* [Exercise instructions]: In the text on the Patients' Bill of Rights, who developed the mechanism called Early Offers?

* [Source document]:

= = =

This Patients' Bill of Rights will increase the cost of health insurance (the only question is by how much) and decrease the number of people with health insurance (again, the only question is by how many). Perhaps even more troubling is the degree to which it expands opportunities for litigation. It is premised on the unexamined assumption that litigation is the way to resolve disputes. But, as Americans increasingly understand, litigation should be a last resort, not a favored goal.

Litigation is complicated and expensive, and requires skilled lawyers on both sides. More money is spent in the friction of the process than in compensating injured victims. It also is time-consuming and delays recovery for injured plaintiffs. And it is an emotionally wrenching experience for individuals who are not accustomed to the adversarial process - a process that is particularly difficult for a sick patient concerned about getting treatment. The patient does not want to go through litigation to establish what is covered.

The possibility that a few claimants may last out the process and win the lottery of large noneconomic damages is no consolation to most patients, who simply want to get the treatment they believe is covered by their plan. Patients are much better off if their coverage disputes are resolved quickly, efficiently and without resort to the full panoply of adversarial litigation.

An Alternative Way to Resolve Coverage Disputes

Instead of a Patients' Bill of Rights that encourages litigation, what is needed is an alternative way of resolving coverage disputes - one that facilitates settlement by plans and their members and in appropriate cases enables members to get the care they need without the expense, delay and angst of litigation.

One such mechanism - called Early Offers ( See Figure )- has been developed by Jeffrey O'Connell, a professor of law at the University of Virginia. Pairing any expansion of liability with Early Offers would serve the purposes of the Patients' Bill of Rights far better than merely expanding litigation possibilities for plan members.

Here is how Early Offers would work in a Patients' Bill of Rights. If a patient claimed that a plan had refused to provide a covered treatment, the plan could make an Early Offer to settle the claim. The terms of the Early Offer would be specified by the legislation:

  • An offer would qualify only if the plan offered to provide the denied treatment (or pay its cost) and to pay the economic damages suffered by the patient because of delay in getting the treatment.
  • The offer would provide reasonable attorney's fees, for the patient to hire a lawyer to assess the offer.

The plan member could accept or reject the offer. If he accepted it, the matter would be resolved and litigation avoided. If he rejected it, he could still go to court to obtain the damages the legislation would permit. However, to provide an incentive for the plan to make an offer and for the member to accept it, the member who rejected an Early Offer would have to present clear and convincing evidence that the plan had violated the terms of the coverage, and could recover only if the plan's denial of coverage was wanton or outrageous.

= = =

* [Data to examine]:
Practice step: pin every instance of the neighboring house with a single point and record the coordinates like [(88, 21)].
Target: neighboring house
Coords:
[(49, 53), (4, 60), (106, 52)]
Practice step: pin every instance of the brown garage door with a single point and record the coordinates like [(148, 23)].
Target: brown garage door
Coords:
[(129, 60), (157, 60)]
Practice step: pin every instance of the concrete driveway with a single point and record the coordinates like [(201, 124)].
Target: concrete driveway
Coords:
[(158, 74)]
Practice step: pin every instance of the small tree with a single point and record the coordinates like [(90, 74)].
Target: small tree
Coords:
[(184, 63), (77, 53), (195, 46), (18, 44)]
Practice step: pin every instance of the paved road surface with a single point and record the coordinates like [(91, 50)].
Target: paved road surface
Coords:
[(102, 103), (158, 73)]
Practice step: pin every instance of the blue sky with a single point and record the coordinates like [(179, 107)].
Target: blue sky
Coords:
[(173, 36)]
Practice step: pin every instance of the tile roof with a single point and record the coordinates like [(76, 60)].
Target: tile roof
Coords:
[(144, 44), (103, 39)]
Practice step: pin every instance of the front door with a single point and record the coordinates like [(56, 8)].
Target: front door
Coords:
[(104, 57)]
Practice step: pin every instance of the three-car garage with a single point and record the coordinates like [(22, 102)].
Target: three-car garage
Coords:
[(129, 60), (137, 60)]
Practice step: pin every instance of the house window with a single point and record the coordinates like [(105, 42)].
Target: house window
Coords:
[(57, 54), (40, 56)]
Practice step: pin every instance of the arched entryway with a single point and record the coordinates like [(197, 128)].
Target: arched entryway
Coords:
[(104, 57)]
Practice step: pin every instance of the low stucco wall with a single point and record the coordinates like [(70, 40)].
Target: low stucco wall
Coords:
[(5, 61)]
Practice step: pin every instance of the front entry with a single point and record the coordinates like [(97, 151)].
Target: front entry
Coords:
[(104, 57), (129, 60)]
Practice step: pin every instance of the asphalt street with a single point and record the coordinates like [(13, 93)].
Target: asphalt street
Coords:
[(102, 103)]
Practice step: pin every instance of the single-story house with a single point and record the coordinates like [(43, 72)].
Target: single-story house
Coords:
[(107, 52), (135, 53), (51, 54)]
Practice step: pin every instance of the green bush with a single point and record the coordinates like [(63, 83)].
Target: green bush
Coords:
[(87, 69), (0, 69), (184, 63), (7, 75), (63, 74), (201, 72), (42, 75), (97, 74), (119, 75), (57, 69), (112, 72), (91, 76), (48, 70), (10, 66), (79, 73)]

= = =

* [Exercise result]: Jeffrey O'Connell, a professor of law at the University of Virginia.